Reproduce the entries below word for word.

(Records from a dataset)
_ _ _ _

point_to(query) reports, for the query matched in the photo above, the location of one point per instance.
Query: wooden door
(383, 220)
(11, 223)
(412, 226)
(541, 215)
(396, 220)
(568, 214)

_ _ _ _

Solution to the problem:
point_to(query) reports, for the query matched in the photo above, the location of one point per instance.
Query: wooden door
(383, 220)
(11, 223)
(412, 226)
(541, 215)
(396, 220)
(568, 214)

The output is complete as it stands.